Text block |
S&E research is an increasingly collaborative activity. Between 1988 and 2005, the share of publications with authors from multiple institutions grew from 40% to 61%.

  • Coauthored articles with only domestic institutions in the bylines grew from 32% to 41% of all articles.
  • Articles with institutions from multiple countries—an indicator of international collaboration and the globalization of science—grew from 8% to 20%.

The United States has the largest share of all internationally authored articles, and U.S. researchers collaborate most often with counterparts in Germany, the United Kingdom, and Canada.

  • However, when U.S. international collaboration is normalized for the volume of its partner’s international coauthorship, only collaboration between the United States and Canada, Israel, South Korea, and Taiwan is more frequent than would be predicted.
  • Higher rates of research collaboration are to be found, for example, between Argentina and Brazil, South Korea and Japan, Australia and New Zealand, and among the Scandinavian countries.

Indicators of collaboration based on coauthorship among U.S. sectors and between U.S. sectors and foreign authors show that integration of R&D activities is occurring across the full range of R&D-performing institutions in the United States.

  • U.S. cross-sectoral coauthorship between all sectors except federally funded research and development centers (FFRDCs) and industry increased during the 1995–2005 period. The largest gains in all sectors were with coauthors in academia: By 2005, the percentage of articles with coauthors from academia was 71% for state/local government, 62% for private nonprofit institutions, and 59% for the federal government.
  • Between 1995 and 2005, coauthorship with foreign authors increased by 10 percentage points for authors in FFRDCs, industry, and private nonprofit institutions and by 9 percentage points for authors in the federal government and academia.
  • Of the S&E fields, astronomy had the highest rate of international coauthorship in 2005, at 58%, well above the U.S. national average of 27% across all fields.

Although the U.S. share of world article output and article citations has declined, the influence of U.S. research articles has increased, as indicated by the percentage of U.S. articles that are among the most highly cited worldwide.

Data shown |
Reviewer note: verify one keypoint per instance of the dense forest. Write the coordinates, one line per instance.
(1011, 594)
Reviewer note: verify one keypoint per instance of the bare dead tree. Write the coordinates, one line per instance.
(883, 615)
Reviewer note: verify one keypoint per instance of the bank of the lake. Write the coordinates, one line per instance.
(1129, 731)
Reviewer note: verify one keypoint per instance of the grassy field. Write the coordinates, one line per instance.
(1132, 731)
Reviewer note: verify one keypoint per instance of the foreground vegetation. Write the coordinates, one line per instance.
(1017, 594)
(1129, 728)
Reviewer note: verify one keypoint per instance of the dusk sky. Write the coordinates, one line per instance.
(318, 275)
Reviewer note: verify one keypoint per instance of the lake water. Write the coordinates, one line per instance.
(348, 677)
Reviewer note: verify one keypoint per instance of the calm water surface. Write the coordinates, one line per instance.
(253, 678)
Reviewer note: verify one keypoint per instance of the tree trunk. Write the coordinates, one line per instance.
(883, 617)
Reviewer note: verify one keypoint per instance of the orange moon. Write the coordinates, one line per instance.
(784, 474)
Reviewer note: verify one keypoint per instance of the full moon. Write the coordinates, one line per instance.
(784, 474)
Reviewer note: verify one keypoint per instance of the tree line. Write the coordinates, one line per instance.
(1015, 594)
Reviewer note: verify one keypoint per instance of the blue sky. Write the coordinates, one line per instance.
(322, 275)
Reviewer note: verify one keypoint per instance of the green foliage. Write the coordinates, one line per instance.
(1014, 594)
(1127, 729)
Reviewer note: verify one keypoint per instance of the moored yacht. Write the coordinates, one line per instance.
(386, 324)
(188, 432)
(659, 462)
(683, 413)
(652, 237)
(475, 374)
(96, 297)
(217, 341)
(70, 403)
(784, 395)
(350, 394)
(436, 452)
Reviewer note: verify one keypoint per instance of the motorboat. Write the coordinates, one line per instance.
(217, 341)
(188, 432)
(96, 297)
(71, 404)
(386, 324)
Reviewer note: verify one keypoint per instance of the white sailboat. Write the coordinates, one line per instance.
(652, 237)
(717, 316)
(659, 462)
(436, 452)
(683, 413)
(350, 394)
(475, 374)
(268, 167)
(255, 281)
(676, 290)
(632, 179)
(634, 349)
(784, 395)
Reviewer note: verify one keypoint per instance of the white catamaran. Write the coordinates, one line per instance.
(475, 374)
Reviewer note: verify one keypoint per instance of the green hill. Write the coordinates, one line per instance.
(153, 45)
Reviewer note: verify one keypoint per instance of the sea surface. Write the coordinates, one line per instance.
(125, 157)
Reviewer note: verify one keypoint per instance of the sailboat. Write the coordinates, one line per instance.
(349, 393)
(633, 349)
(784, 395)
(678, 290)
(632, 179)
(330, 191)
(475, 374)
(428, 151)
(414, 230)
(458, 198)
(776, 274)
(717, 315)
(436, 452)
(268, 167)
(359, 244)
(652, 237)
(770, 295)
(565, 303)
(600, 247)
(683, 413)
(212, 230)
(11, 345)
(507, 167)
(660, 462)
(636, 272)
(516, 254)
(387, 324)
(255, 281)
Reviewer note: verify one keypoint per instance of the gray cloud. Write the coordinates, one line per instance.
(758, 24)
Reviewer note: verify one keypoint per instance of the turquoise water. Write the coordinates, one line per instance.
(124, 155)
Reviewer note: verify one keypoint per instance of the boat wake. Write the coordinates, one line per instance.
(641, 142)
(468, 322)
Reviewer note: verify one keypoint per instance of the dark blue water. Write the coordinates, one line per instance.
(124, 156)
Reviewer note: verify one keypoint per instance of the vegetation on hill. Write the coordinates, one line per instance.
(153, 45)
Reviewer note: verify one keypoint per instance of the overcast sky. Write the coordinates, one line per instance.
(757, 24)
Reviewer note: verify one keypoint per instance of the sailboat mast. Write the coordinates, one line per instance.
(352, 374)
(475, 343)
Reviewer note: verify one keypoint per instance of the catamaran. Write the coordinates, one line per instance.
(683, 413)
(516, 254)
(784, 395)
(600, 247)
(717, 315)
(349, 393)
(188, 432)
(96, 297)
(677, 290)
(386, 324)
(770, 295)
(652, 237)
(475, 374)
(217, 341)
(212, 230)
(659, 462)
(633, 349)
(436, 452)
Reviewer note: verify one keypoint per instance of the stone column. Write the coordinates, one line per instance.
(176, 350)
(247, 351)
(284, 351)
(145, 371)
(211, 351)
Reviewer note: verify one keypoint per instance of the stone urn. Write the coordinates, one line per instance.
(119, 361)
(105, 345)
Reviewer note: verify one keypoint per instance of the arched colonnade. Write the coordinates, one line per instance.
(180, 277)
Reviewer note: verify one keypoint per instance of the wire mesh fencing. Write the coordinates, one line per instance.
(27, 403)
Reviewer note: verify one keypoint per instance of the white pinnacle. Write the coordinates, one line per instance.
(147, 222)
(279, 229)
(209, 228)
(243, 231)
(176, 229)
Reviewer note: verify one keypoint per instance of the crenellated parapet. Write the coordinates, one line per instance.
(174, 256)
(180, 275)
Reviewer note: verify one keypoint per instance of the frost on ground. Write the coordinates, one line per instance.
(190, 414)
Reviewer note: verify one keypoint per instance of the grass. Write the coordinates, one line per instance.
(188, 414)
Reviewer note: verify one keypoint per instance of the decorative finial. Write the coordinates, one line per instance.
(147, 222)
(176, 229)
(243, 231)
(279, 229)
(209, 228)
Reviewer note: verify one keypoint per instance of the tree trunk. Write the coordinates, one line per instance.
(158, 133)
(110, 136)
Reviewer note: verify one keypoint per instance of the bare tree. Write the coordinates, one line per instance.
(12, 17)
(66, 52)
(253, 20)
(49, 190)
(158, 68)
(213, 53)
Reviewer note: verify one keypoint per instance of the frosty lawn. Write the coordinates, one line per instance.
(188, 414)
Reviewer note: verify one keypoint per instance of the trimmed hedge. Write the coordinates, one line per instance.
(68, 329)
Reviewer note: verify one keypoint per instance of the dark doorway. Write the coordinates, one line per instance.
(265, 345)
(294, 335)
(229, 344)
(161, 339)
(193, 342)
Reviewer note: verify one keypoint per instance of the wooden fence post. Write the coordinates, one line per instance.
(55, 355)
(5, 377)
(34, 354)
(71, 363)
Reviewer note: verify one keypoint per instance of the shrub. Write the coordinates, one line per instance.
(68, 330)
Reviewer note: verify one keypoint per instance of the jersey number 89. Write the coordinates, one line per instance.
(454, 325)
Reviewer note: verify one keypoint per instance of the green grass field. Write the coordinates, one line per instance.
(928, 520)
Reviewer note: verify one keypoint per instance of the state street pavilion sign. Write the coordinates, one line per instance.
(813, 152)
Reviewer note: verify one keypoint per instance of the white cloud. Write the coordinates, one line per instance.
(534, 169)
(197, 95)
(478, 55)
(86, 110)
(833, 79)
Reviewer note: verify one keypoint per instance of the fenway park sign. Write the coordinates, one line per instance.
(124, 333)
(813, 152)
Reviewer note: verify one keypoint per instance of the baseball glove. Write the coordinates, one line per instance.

Assigned task |
In the text on S&E research collaboration, rewrite the passage between "Indicators of collaboration" and "the United States.", inclusive, using "coordination" in place of "integration".

Response area |
Indicators of collaboration based on coauthorship among U.S. sectors and between U.S. sectors and foreign authors show that coordination of R&D activities is occurring across the full range of R&D-performing institutions in the United States.